▶ _Task instructions_
Please echo the part of the article on Sigfus Kristinsson's awards starting with "June 4, 2021 | Erin" and going on through "relatives/caregivers in Iceland.", word for word.

-- Given passage follows --

Sigfus Kristinsson racks up two more awards on path to becoming aphasia expert

June 4, 2021 | Erin Bluvas, bluvase@sc.edu

Sigfus Kristinsson, a doctoral candidate in the Ph.D. in Communication Sciences and Disorders (COMD) program, has been selected for two new fellowships. The first is with the Icelandic Disability Alliance and includes a $4,000 award that Kristinsson will use to support his research project, Benchmarks for Personalized Aphasia Therapy. Established in 1961, this non-profit, umbrella organization links 43 national-level associations that serve/represent people with disabilities, individual with chronic illness, and their relatives/caregivers in Iceland.

The second fellowship, accompanied by a $6,000 award to support Kristinsson’s doctoral studies, is from the American-Scandinavian Foundation. This organization supports intellectual exchange and creative influence between the United States and Nordic countries.

These fellowships are Kristinsson’s third and fourth funding awards in two years. He has also received a $10,000 New Century Scholars Doctoral Scholarship from the American Speech-Language-Hearing Foundation and a $25,000 grant from the Leifur Eriksson Foundation.

-- Given passage concluded --
-- Entries supplied follows --

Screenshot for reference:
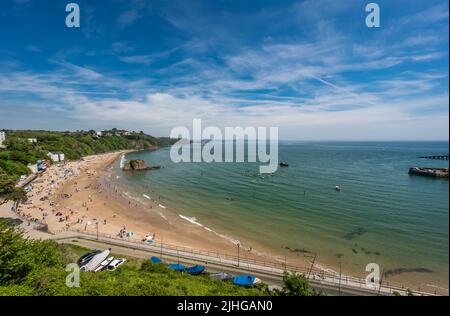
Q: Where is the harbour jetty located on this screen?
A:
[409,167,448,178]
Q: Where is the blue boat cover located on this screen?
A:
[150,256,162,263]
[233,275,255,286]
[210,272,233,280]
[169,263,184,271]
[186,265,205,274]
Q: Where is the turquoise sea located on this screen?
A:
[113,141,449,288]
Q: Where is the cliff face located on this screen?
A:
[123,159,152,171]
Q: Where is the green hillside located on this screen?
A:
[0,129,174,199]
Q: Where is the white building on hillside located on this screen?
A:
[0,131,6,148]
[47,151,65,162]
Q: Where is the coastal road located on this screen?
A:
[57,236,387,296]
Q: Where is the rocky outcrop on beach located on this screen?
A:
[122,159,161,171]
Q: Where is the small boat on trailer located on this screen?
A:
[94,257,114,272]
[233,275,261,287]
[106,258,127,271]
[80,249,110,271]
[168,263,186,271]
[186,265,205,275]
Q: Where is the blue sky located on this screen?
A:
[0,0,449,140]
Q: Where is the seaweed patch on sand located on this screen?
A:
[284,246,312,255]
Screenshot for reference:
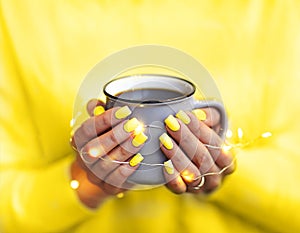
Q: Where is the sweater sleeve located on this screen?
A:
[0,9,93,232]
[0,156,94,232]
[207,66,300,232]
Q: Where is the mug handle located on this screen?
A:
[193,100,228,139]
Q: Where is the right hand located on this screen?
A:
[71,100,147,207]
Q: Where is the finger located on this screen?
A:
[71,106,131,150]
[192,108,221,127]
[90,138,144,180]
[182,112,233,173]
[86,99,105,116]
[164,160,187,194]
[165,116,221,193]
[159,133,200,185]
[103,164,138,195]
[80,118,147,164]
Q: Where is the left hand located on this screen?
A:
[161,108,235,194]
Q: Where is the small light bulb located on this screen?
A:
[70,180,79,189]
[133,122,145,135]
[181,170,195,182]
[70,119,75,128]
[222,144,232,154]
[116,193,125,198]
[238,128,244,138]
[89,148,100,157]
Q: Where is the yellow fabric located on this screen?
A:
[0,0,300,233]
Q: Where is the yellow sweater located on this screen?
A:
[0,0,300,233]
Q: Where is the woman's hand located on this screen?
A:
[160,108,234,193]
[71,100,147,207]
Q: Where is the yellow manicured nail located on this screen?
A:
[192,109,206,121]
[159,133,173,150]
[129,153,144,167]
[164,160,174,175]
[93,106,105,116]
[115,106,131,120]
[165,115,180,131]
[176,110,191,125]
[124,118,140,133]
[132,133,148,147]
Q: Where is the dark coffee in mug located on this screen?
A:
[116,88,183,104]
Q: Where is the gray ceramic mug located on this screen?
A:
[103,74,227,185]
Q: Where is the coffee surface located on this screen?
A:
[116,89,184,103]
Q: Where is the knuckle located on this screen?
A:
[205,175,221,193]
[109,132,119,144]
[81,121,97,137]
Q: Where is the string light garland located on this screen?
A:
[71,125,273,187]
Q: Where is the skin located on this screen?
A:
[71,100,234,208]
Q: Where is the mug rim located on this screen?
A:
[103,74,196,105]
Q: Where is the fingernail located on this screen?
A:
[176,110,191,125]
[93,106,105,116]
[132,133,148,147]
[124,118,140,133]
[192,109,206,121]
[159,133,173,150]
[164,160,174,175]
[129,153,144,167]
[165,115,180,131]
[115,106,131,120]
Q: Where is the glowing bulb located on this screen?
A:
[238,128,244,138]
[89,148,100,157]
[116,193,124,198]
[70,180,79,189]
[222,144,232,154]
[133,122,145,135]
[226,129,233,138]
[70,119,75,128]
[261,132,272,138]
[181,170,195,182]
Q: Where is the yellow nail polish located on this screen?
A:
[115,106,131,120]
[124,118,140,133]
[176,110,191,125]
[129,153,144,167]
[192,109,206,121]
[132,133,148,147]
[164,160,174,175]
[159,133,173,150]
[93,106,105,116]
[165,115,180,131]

-- Entries supplied concluded --
-- Entries supplied follows --

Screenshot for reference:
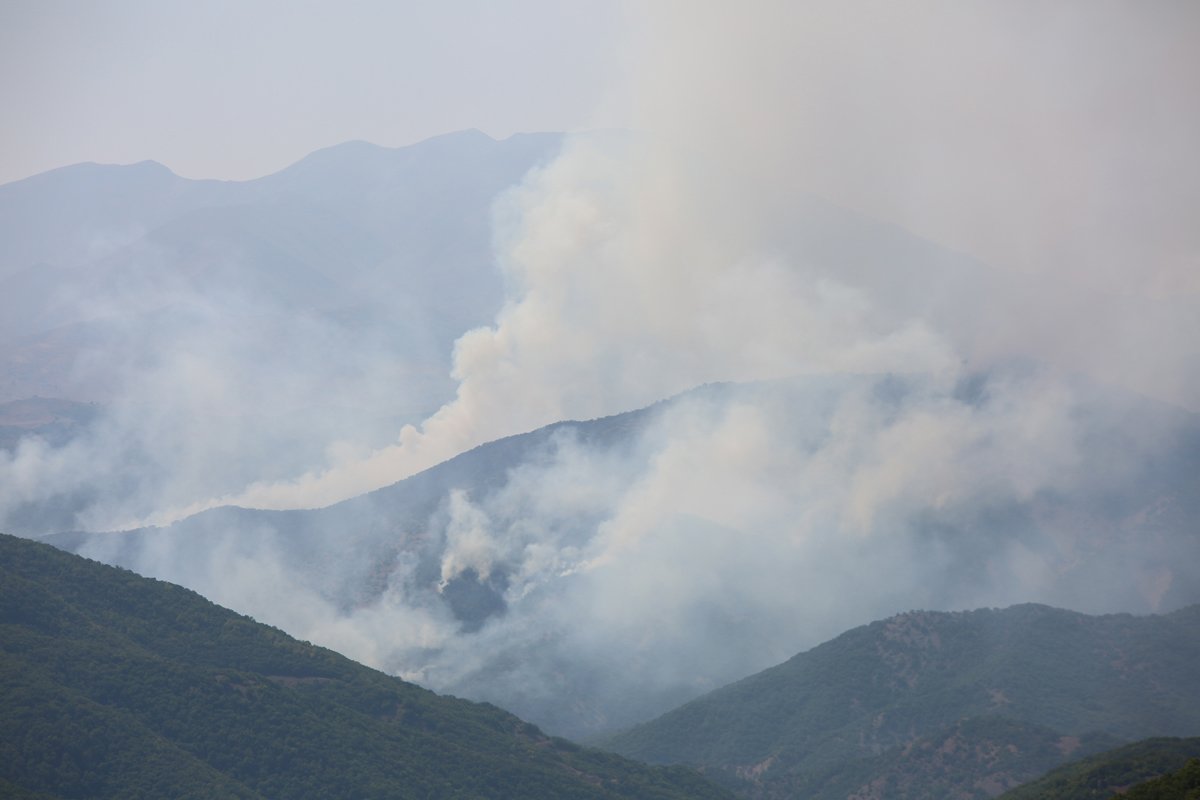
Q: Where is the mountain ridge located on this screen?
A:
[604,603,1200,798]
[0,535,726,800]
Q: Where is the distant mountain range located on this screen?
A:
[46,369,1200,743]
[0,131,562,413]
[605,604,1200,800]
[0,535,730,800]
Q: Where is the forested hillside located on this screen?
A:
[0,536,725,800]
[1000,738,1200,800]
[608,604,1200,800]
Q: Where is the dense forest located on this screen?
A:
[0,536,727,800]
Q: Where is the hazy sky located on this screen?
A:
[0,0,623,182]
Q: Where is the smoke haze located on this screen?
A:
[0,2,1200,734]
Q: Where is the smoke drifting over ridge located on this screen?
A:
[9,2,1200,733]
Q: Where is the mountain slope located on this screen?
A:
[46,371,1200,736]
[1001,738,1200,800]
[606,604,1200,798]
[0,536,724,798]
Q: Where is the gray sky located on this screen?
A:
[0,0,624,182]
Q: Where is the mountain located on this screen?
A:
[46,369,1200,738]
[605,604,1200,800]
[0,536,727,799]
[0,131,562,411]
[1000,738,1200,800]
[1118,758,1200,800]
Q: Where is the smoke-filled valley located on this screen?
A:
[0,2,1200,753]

-- Entries supplied concluded --

▶ _Result of the exercise_
June 4, 2021 | Erin Bluvas, bluvase@sc.edu

Sigfus Kristinsson, a doctoral candidate in the Ph.D. in Communication Sciences and Disorders (COMD) program, has been selected for two new fellowships. The first is with the Icelandic Disability Alliance and includes a $4,000 award that Kristinsson will use to support his research project, Benchmarks for Personalized Aphasia Therapy. Established in 1961, this non-profit, umbrella organization links 43 national-level associations that serve/represent people with disabilities, individual with chronic illness, and their relatives/caregivers in Iceland.